[SELECTED EXTRACT Boundary: Start]
While it took a lot (physically and mentally) to pull the last of the Black Russians out yesterday it had to be done. There were a couple of green tomatoes on the vine but on the whole the wilt plaguing the balcony had well and truly defoliated these guys. On the bright side, it finally means I get to pass detailed and anecdotal judgement on the Black Russians, hooray!!!!!!!!
Where to begin. Black Russians were the first of the non-red tomatoes to enter the balcony garden. I heard about them one day and in true inept balcony gardener fashion developed an immediate obsession. My Totally Lovely Melbourne Friend knew where to find some seedlings and drove me out to a nursery, wherein i purchased them as part of an heirloom tomato 4-pack. I then proceeded to crowd them into a pot where they remained and grew and fought for space like Mexican wrestlers.
Once these tangled overcrowded started their matrix of not-quite-harmony I began to worry - what if the closeness strangled them to the point of no fruit??? So next mission, procure another pot and another black russian tomato plant, surely then at least one should fruit. Again I didn't really size the pot correctly and this guy was always top heavy. But he did produce fruit, 26 of them to be precise.
And Mr friendly overcrowded black russian also fruited, though only about 16.
The green zebra also produced black Russians ... Ok so that doesn't really make sense, or does it. See when I saw that the green zebra might actually be nice I thought I might plant one or two more, and luckily one day by chance at the nusery I found two such willing green zebra seedlings. Oh how I was looking forward to harvesting three vines full of green zebras. But this is a post about black russians ... well it seems one of our green zebras was a little more black than green. Mislabelled, mishwatever, from early on I know he was different. No green stripes, larger fruit, something told me this was no green zebra. Indeed, it looked an awful lot like the black russian next to him. Low and behold when the fruit ripened into a mahogany/black I realised we had black russian number three in our midst.
He fruited well and was the last man standing, only pulled down yesterday due to the wilt. He produced 24 fruits, all very tasty. So on the whole how did black russian fare? It was hardy and despite the wilt also pretty disease resistant. It got a bit of powdery mildew when grown in the back of the balcony where there was less air movement but on the whole was fine. No blossom end rot which was awesome. He grew very tall, way past the stakes and the stakes taped onto other stakes. I think the last one clocked in at over two metres. A bit hard for me to handle at 5 foot 2 and a half. If I pruned him it would keep him in check but I am a gardener with a soft spot for randomness, I am not a pruner and tend to let things run free (god forbid if I ever have children, they'll roam even freer). Once at this size he also needed to be tied up with rope to keep him from falling over in the wind.
The taste was lovely. We had a black russian/black russian night where we ate black russian based pasta sauce and drank black russians. Well ok we intended to drink black russians but given the accidental non purchase of both Kahlua and Vodka we settled for a nice red instead. It worked well though given the sporadic haul there wasn't a large amount of sauce and it was padded out with a few stray San Marzanos.
Uncooked they were tasty too - with a bit of oil and salt and pepper, basil and buffalo mozzarella. Also oven dried in wedges they were uniquely smokey and tasty.
Would I grow Mr Black Russian again? Without a doubt! Although this is a type available from the Vic Market in droves (albeit it at a rather exorbatent 15 to 25 dollars a kilo) as usual it tastes so much better when grown in the home garden. As I am planning to grow another darker tomato - purple cherokee - I doubt I will plant more than one black russian but if mislabelling happens again then it wont be the end of the world.
[SELECTED EXTRACT Boundary: End]
[EXERCISE DATA Boundary: Start]
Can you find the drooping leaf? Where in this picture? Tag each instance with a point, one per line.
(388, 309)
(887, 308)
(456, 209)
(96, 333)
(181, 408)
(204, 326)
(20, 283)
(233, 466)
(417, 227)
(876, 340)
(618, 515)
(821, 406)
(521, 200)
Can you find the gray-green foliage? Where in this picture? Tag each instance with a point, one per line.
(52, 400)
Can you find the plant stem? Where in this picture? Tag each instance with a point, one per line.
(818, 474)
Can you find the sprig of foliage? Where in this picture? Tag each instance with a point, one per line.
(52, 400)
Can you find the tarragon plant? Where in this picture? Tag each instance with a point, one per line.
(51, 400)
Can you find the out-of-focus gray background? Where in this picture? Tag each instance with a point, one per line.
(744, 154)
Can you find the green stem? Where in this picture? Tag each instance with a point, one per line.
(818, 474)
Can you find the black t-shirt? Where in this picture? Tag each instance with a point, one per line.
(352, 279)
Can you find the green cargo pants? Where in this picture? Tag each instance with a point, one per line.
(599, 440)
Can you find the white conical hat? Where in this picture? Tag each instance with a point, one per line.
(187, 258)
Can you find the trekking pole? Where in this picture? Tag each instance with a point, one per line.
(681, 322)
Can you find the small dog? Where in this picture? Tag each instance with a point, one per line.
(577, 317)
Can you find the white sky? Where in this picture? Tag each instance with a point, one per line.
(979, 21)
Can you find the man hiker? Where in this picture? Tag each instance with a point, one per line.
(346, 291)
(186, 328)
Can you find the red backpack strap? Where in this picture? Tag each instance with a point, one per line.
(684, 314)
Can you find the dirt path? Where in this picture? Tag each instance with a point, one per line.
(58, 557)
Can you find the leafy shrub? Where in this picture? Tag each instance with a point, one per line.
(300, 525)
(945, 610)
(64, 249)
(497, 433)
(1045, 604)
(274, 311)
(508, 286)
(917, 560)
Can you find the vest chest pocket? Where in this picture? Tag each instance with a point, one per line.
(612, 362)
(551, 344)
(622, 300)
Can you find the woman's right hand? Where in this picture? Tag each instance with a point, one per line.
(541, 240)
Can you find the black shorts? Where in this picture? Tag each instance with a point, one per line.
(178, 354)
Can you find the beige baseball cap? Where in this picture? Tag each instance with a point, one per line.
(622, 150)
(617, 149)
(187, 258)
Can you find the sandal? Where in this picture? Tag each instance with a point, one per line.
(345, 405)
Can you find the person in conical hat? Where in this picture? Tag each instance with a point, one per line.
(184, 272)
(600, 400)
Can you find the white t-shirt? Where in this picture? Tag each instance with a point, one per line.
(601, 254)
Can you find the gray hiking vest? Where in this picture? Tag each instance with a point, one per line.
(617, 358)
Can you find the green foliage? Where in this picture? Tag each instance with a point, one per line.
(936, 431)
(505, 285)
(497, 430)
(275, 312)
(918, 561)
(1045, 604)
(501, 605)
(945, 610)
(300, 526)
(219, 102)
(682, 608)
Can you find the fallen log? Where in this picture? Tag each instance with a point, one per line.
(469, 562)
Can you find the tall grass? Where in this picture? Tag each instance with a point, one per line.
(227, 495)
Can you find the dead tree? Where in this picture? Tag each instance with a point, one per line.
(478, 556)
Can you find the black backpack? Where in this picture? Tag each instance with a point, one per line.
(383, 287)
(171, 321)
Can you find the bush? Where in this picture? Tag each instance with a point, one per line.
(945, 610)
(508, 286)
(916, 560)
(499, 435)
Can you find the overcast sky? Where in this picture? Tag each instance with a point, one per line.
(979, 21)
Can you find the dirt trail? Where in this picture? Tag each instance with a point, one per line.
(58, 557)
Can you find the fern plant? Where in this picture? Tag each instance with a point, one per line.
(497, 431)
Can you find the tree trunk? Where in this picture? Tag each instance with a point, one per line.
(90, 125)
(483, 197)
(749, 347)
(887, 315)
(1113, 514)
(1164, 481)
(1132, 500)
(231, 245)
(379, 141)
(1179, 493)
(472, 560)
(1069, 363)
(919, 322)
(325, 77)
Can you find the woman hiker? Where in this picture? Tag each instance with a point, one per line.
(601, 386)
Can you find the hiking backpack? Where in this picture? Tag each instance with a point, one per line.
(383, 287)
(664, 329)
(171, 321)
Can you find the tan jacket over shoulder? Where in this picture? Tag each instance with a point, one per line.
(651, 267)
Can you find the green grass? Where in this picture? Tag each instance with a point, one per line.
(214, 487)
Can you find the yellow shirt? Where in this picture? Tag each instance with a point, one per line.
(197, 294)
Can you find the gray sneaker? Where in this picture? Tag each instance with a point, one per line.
[EXERCISE DATA Boundary: End]
Using the post about growing Black Russian tomatoes, mark each statement below yes or no and quote the words that decide it. 1. The Black Russian planted on its own in a second pot produced 26 fruits. 2. The Black Russians suffered from blossom end rot. 3. On the black russian/black russian night, black russian drinks were served.

• [FINISHED TASK]:
1. Yes: "But he did produce fruit, 26 of them to be precise."
2. No: "No blossom end rot which was awesome."
3. No: "we settled for a nice red instead."